[Start]
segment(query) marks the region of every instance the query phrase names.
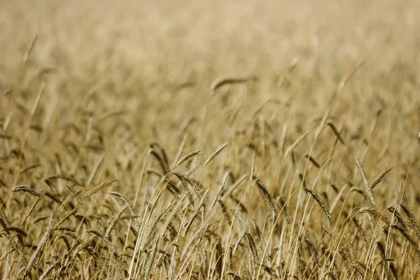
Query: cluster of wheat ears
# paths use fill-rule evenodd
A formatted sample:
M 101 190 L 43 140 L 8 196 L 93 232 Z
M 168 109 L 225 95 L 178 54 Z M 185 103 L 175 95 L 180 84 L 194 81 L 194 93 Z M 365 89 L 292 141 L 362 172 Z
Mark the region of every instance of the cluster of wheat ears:
M 263 2 L 0 9 L 0 279 L 417 279 L 418 5 Z

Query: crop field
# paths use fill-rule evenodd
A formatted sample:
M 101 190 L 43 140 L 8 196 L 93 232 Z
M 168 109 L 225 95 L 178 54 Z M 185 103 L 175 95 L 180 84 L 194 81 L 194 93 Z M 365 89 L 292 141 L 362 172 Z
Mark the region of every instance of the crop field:
M 420 279 L 419 11 L 1 1 L 0 279 Z

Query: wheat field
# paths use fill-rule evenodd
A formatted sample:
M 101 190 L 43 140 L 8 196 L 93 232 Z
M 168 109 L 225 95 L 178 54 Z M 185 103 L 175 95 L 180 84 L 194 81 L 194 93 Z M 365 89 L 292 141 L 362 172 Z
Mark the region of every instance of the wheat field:
M 420 2 L 0 2 L 0 279 L 420 279 Z

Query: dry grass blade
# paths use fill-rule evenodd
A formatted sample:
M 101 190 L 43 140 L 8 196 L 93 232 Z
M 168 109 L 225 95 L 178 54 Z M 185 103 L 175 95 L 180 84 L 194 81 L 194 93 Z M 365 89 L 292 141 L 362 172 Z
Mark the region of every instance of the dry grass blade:
M 304 190 L 308 192 L 312 196 L 312 197 L 314 197 L 314 199 L 316 201 L 316 202 L 318 202 L 318 204 L 319 204 L 322 209 L 322 211 L 324 212 L 324 214 L 326 214 L 326 216 L 328 218 L 328 220 L 332 221 L 332 218 L 330 214 L 330 209 L 328 209 L 327 205 L 322 201 L 318 192 L 316 192 L 315 190 L 310 188 L 304 188 Z
M 392 169 L 391 168 L 387 168 L 386 170 L 385 170 L 384 172 L 382 172 L 382 174 L 381 174 L 381 176 L 379 176 L 378 177 L 377 179 L 376 179 L 374 181 L 374 182 L 373 182 L 372 183 L 372 185 L 370 186 L 370 188 L 373 190 L 373 188 L 377 185 L 379 184 L 381 181 L 382 181 L 382 179 L 384 178 L 384 177 L 385 177 L 385 176 L 390 172 L 391 171 Z
M 272 208 L 274 214 L 277 214 L 277 208 L 276 207 L 276 205 L 274 205 L 274 203 L 273 202 L 273 198 L 268 192 L 268 190 L 267 190 L 265 186 L 260 180 L 257 180 L 256 183 L 258 188 L 260 190 L 261 190 L 261 192 L 262 192 L 264 197 L 270 204 L 270 206 Z
M 371 205 L 374 205 L 375 202 L 374 202 L 374 198 L 373 197 L 373 193 L 372 193 L 372 188 L 370 188 L 370 186 L 369 185 L 369 182 L 368 182 L 368 179 L 366 178 L 366 175 L 365 174 L 365 171 L 363 170 L 363 168 L 362 167 L 362 164 L 357 159 L 356 160 L 356 164 L 357 165 L 357 168 L 358 169 L 359 173 L 360 173 L 360 176 L 362 176 L 362 178 L 363 179 L 363 186 L 365 186 L 365 190 L 366 191 L 366 195 L 368 195 L 368 197 L 369 198 L 369 202 L 371 204 Z
M 43 250 L 43 248 L 44 248 L 43 247 L 46 245 L 46 243 L 47 242 L 47 240 L 48 240 L 48 237 L 50 237 L 50 234 L 51 234 L 51 230 L 52 230 L 52 222 L 53 221 L 54 221 L 54 214 L 52 214 L 52 215 L 50 218 L 50 222 L 48 223 L 48 225 L 46 228 L 46 232 L 45 232 L 43 237 L 42 237 L 42 239 L 41 239 L 41 241 L 38 244 L 38 246 L 36 246 L 36 249 L 32 253 L 32 255 L 31 256 L 29 261 L 28 262 L 28 263 L 26 265 L 26 267 L 24 270 L 24 275 L 25 276 L 28 274 L 28 273 L 29 272 L 29 270 L 31 270 L 31 268 L 32 267 L 32 265 L 34 265 L 34 262 L 35 262 L 35 260 L 38 256 L 38 255 L 40 255 L 42 251 Z
M 315 165 L 316 167 L 318 167 L 318 168 L 321 167 L 319 164 L 316 162 L 316 160 L 315 160 L 315 159 L 312 155 L 306 155 L 304 157 L 308 158 L 309 159 L 309 160 L 311 161 L 311 162 L 312 162 L 312 164 L 314 165 Z
M 213 159 L 216 158 L 216 156 L 218 155 L 225 148 L 226 145 L 227 145 L 227 142 L 218 147 L 216 151 L 213 153 L 213 154 L 210 155 L 209 158 L 206 160 L 206 162 L 204 162 L 204 165 L 207 165 L 211 160 L 213 160 Z
M 340 132 L 338 131 L 338 130 L 337 129 L 337 127 L 335 127 L 335 125 L 334 125 L 334 124 L 332 122 L 328 122 L 327 124 L 328 126 L 329 126 L 330 127 L 331 127 L 331 130 L 332 130 L 332 132 L 334 132 L 334 134 L 335 134 L 335 136 L 337 136 L 337 139 L 342 144 L 344 144 L 344 141 L 343 141 L 343 139 L 342 138 Z
M 32 195 L 34 195 L 36 197 L 40 197 L 41 194 L 39 194 L 38 192 L 36 192 L 35 190 L 32 190 L 30 188 L 28 187 L 25 187 L 24 186 L 16 186 L 15 188 L 13 188 L 13 189 L 12 190 L 12 191 L 13 192 L 28 192 L 30 193 Z
M 179 160 L 178 161 L 178 162 L 176 162 L 176 164 L 175 164 L 175 167 L 178 167 L 181 164 L 182 164 L 184 162 L 188 160 L 190 158 L 194 157 L 196 155 L 198 155 L 199 153 L 201 153 L 200 150 L 197 150 L 194 152 L 191 152 L 189 154 L 186 155 L 186 156 L 184 156 L 183 158 L 182 158 L 181 160 Z
M 103 182 L 102 183 L 100 183 L 99 185 L 96 186 L 95 187 L 89 189 L 85 193 L 85 197 L 88 197 L 90 196 L 91 196 L 93 194 L 95 194 L 97 192 L 98 192 L 99 191 L 100 191 L 102 189 L 103 189 L 104 188 L 112 184 L 113 183 L 114 183 L 116 180 L 111 180 L 109 181 L 108 182 Z
M 341 200 L 342 197 L 343 196 L 343 193 L 344 192 L 344 190 L 346 190 L 346 188 L 347 188 L 347 186 L 349 186 L 348 183 L 346 183 L 344 186 L 343 186 L 343 187 L 340 190 L 340 192 L 337 195 L 337 197 L 335 197 L 335 200 L 334 200 L 334 201 L 331 204 L 331 206 L 330 206 L 330 214 L 332 213 L 332 211 L 335 209 L 335 206 L 337 206 L 337 204 Z
M 256 82 L 258 78 L 255 76 L 251 77 L 225 77 L 214 80 L 210 85 L 210 89 L 214 92 L 216 90 L 225 85 L 245 83 L 249 81 Z

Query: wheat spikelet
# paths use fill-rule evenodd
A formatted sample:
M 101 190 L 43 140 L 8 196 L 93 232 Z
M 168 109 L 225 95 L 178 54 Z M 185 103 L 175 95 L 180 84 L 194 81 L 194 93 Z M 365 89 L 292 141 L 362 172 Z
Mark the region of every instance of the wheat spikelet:
M 293 151 L 293 150 L 295 149 L 295 148 L 296 148 L 296 146 L 298 145 L 299 145 L 299 144 L 300 142 L 302 142 L 302 141 L 303 140 L 303 139 L 307 135 L 308 133 L 309 133 L 309 130 L 307 131 L 306 132 L 304 132 L 303 134 L 303 135 L 302 135 L 300 137 L 299 137 L 298 139 L 298 140 L 296 140 L 295 142 L 293 142 L 293 144 L 291 144 L 290 146 L 289 146 L 287 148 L 287 149 L 286 150 L 286 153 L 284 153 L 284 155 L 283 156 L 283 160 L 284 161 L 290 155 L 290 153 Z
M 370 188 L 370 186 L 369 185 L 369 183 L 368 182 L 368 179 L 366 178 L 366 175 L 365 174 L 365 171 L 363 170 L 363 168 L 362 167 L 362 164 L 357 159 L 356 160 L 356 164 L 357 165 L 357 168 L 358 169 L 359 173 L 360 173 L 360 176 L 362 176 L 362 178 L 363 179 L 363 186 L 365 186 L 365 190 L 366 192 L 366 195 L 368 195 L 368 197 L 369 198 L 369 202 L 370 203 L 371 205 L 374 205 L 375 202 L 374 202 L 374 198 L 373 197 L 373 194 L 372 193 L 372 188 Z

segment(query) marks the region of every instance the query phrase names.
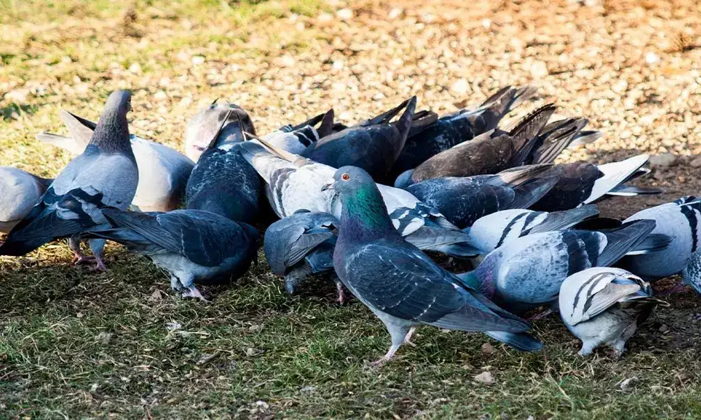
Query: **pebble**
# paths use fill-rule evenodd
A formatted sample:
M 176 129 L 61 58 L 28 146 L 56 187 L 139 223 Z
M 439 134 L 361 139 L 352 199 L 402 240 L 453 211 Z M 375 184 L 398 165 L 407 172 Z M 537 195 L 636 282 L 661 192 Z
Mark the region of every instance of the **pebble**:
M 676 155 L 674 153 L 662 153 L 661 155 L 653 155 L 650 157 L 648 161 L 650 166 L 668 168 L 674 164 L 676 162 Z
M 489 370 L 486 370 L 479 374 L 475 375 L 475 380 L 480 384 L 494 384 L 494 377 Z

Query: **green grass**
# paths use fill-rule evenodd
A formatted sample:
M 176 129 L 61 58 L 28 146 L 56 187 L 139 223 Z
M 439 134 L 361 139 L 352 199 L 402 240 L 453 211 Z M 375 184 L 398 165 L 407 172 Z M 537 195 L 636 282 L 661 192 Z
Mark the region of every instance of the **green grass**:
M 258 90 L 270 62 L 332 38 L 292 22 L 331 10 L 320 1 L 137 1 L 131 23 L 116 4 L 0 0 L 0 86 L 27 91 L 0 100 L 0 164 L 55 175 L 69 157 L 34 134 L 64 132 L 61 107 L 95 119 L 120 87 L 135 91 L 132 130 L 178 147 L 186 119 L 216 97 L 257 104 L 261 132 L 278 123 L 260 119 L 268 109 L 301 120 L 328 105 L 291 105 L 272 84 L 272 94 Z M 140 74 L 128 70 L 135 63 Z M 154 99 L 159 90 L 171 96 Z M 578 356 L 579 343 L 552 317 L 535 323 L 545 342 L 538 354 L 427 328 L 416 348 L 377 370 L 367 362 L 389 345 L 383 326 L 357 301 L 334 304 L 324 279 L 288 296 L 261 255 L 236 284 L 204 288 L 213 302 L 203 304 L 175 297 L 146 259 L 116 246 L 106 253 L 104 274 L 72 267 L 60 243 L 0 258 L 0 419 L 701 416 L 690 292 L 653 314 L 619 360 L 605 350 Z M 482 351 L 488 342 L 494 352 Z M 474 381 L 484 370 L 494 384 Z

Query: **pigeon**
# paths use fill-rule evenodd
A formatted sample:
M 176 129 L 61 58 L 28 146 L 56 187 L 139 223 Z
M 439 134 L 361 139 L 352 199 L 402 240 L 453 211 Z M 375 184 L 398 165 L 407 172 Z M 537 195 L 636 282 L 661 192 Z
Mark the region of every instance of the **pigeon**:
M 638 155 L 620 162 L 596 165 L 575 162 L 551 165 L 541 176 L 557 177 L 559 181 L 545 195 L 533 204 L 531 210 L 559 211 L 569 210 L 581 204 L 590 204 L 604 195 L 632 196 L 639 194 L 658 194 L 655 188 L 633 187 L 625 183 L 649 172 L 641 167 L 647 162 L 648 155 Z M 520 171 L 524 167 L 512 168 Z
M 616 358 L 655 305 L 650 284 L 620 268 L 594 267 L 574 273 L 562 283 L 559 310 L 572 334 L 582 340 L 580 356 L 602 344 L 613 347 Z
M 402 239 L 388 215 L 377 185 L 360 168 L 343 167 L 325 189 L 342 203 L 334 268 L 343 285 L 385 324 L 392 346 L 375 364 L 391 359 L 414 328 L 429 325 L 483 331 L 520 350 L 542 344 L 530 326 L 462 284 Z
M 317 124 L 319 124 L 318 128 L 315 127 Z M 330 109 L 301 124 L 283 125 L 263 138 L 275 147 L 299 155 L 320 138 L 334 132 L 334 110 Z
M 118 242 L 150 258 L 170 275 L 170 287 L 183 298 L 206 300 L 194 283 L 238 279 L 257 255 L 258 231 L 252 226 L 202 210 L 167 213 L 104 208 L 109 228 L 88 237 Z
M 339 222 L 328 213 L 300 211 L 268 227 L 264 249 L 271 270 L 285 276 L 285 290 L 292 294 L 311 274 L 334 271 L 334 247 Z M 341 281 L 333 275 L 338 302 L 346 300 Z
M 362 167 L 382 180 L 404 148 L 416 105 L 416 97 L 412 97 L 374 118 L 322 138 L 301 155 L 334 168 Z M 402 109 L 399 119 L 390 122 Z
M 406 188 L 421 202 L 436 209 L 460 228 L 483 216 L 508 209 L 527 209 L 555 185 L 555 178 L 540 178 L 545 167 L 529 167 L 503 175 L 427 179 Z
M 434 178 L 491 175 L 527 162 L 552 163 L 576 139 L 585 119 L 565 120 L 557 127 L 546 126 L 555 111 L 545 105 L 523 118 L 509 132 L 490 130 L 430 158 L 395 181 L 395 187 Z M 559 127 L 559 124 L 565 127 Z M 543 131 L 547 129 L 547 131 Z M 541 132 L 542 135 L 539 134 Z M 538 148 L 534 148 L 538 146 Z M 542 156 L 543 160 L 538 158 Z
M 197 162 L 210 144 L 217 139 L 217 146 L 243 141 L 241 131 L 256 134 L 250 117 L 234 104 L 212 102 L 190 120 L 185 130 L 185 155 Z
M 321 188 L 336 169 L 275 148 L 257 139 L 241 144 L 243 157 L 267 183 L 268 201 L 278 217 L 299 210 L 340 216 L 340 202 Z M 468 246 L 469 236 L 443 215 L 420 202 L 410 192 L 378 184 L 395 227 L 407 240 L 421 249 L 456 257 L 477 255 Z
M 61 110 L 61 118 L 69 137 L 41 132 L 36 139 L 80 155 L 90 143 L 95 123 Z M 164 144 L 131 134 L 132 150 L 139 168 L 139 185 L 132 204 L 142 211 L 168 211 L 179 207 L 185 197 L 185 185 L 194 163 Z
M 568 276 L 607 267 L 623 255 L 664 249 L 670 238 L 650 233 L 655 220 L 624 223 L 605 232 L 564 230 L 534 233 L 491 251 L 473 271 L 460 274 L 467 284 L 512 312 L 553 303 Z
M 125 209 L 136 192 L 139 172 L 126 118 L 130 108 L 128 91 L 117 90 L 109 95 L 85 151 L 68 164 L 39 203 L 13 228 L 0 245 L 0 255 L 22 255 L 52 239 L 69 237 L 76 262 L 88 260 L 81 253 L 77 235 L 107 223 L 100 207 Z M 103 239 L 89 241 L 102 270 L 107 270 L 102 260 L 104 243 Z
M 597 215 L 594 204 L 552 213 L 513 209 L 484 216 L 464 230 L 470 234 L 473 246 L 488 253 L 526 234 L 564 230 Z
M 233 110 L 240 120 L 224 120 L 226 132 L 214 132 L 187 182 L 185 207 L 216 213 L 237 222 L 252 223 L 257 216 L 261 189 L 260 177 L 241 155 L 243 109 Z M 233 126 L 238 127 L 235 134 Z M 224 128 L 224 125 L 222 125 Z
M 536 94 L 536 88 L 525 86 L 502 88 L 474 111 L 467 108 L 444 115 L 419 132 L 409 132 L 404 150 L 392 169 L 393 178 L 413 169 L 432 156 L 463 141 L 496 128 L 513 108 Z
M 655 220 L 657 225 L 653 233 L 669 235 L 672 244 L 660 252 L 626 257 L 621 261 L 621 267 L 650 281 L 683 272 L 699 248 L 701 200 L 690 195 L 682 197 L 673 202 L 639 211 L 624 223 L 640 219 Z
M 39 202 L 53 179 L 0 167 L 0 232 L 8 233 Z

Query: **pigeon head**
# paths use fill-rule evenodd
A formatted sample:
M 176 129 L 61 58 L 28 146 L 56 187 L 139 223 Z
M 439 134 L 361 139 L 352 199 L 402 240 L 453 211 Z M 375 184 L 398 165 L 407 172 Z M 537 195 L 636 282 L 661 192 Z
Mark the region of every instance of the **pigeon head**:
M 113 92 L 93 132 L 90 144 L 97 146 L 103 152 L 119 152 L 132 154 L 129 141 L 129 123 L 127 113 L 131 110 L 131 92 L 128 90 Z
M 414 180 L 411 179 L 411 175 L 414 174 L 414 169 L 409 169 L 408 171 L 404 171 L 400 174 L 397 179 L 395 180 L 395 188 L 406 188 L 409 186 L 414 183 Z
M 339 240 L 344 237 L 367 240 L 393 233 L 399 235 L 377 185 L 365 170 L 342 167 L 334 174 L 334 182 L 322 190 L 333 190 L 341 201 Z

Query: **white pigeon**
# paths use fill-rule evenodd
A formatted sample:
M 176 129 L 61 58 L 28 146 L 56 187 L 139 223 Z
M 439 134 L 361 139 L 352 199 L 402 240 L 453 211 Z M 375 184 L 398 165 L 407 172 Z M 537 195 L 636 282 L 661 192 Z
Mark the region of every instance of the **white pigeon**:
M 0 167 L 0 232 L 8 233 L 27 216 L 51 181 L 17 168 Z
M 580 271 L 567 277 L 560 288 L 560 316 L 582 340 L 581 356 L 608 344 L 620 357 L 626 342 L 659 302 L 648 282 L 620 268 Z
M 69 137 L 42 132 L 36 134 L 36 139 L 74 155 L 82 153 L 90 142 L 95 122 L 64 110 L 61 110 L 60 115 L 70 133 Z M 139 167 L 139 186 L 132 204 L 142 211 L 168 211 L 179 207 L 195 164 L 164 144 L 133 134 L 130 139 Z

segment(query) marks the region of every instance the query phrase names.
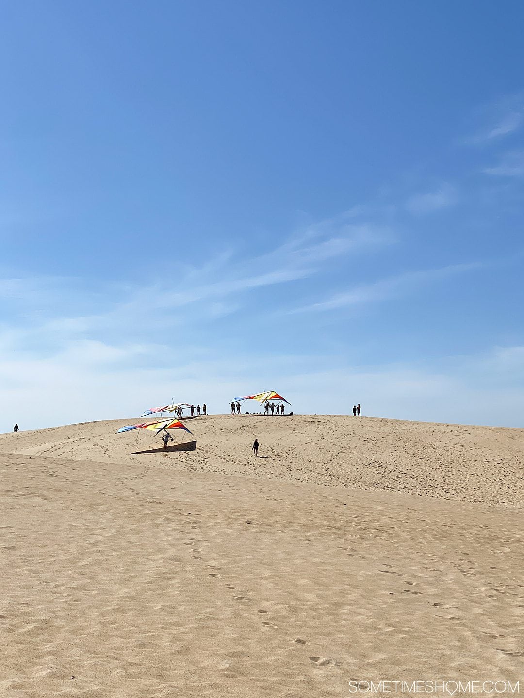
[End]
## [To do]
Write out the lines above again, from the first one through the line that contains "M 420 279 L 419 11 L 1 1 L 0 279 Z", with both ends included. Omit the pictures.

## [Complete response]
segment(query) marks the region of every instance the query phrase names.
Query: cluster of wheat ears
# paths use fill-rule evenodd
A formatted sample:
M 101 190 L 43 140 L 8 196 L 93 232 Z
M 168 109 L 225 95 L 178 54 Z M 185 103 L 175 95 L 180 84 L 194 81 L 194 93 Z M 365 89 L 292 141 L 362 172 Z
Mark the region of every instance of the cluster of wheat ears:
M 263 2 L 0 9 L 0 279 L 417 279 L 418 5 Z

Query: crop field
# paths use fill-rule evenodd
A formatted sample:
M 101 190 L 43 140 L 8 196 L 93 232 Z
M 168 109 L 225 95 L 178 54 Z M 185 103 L 175 95 L 180 84 L 194 81 L 194 93 Z M 365 89 L 292 141 L 362 172 Z
Mark the region of every instance of the crop field:
M 420 279 L 419 11 L 1 1 L 0 279 Z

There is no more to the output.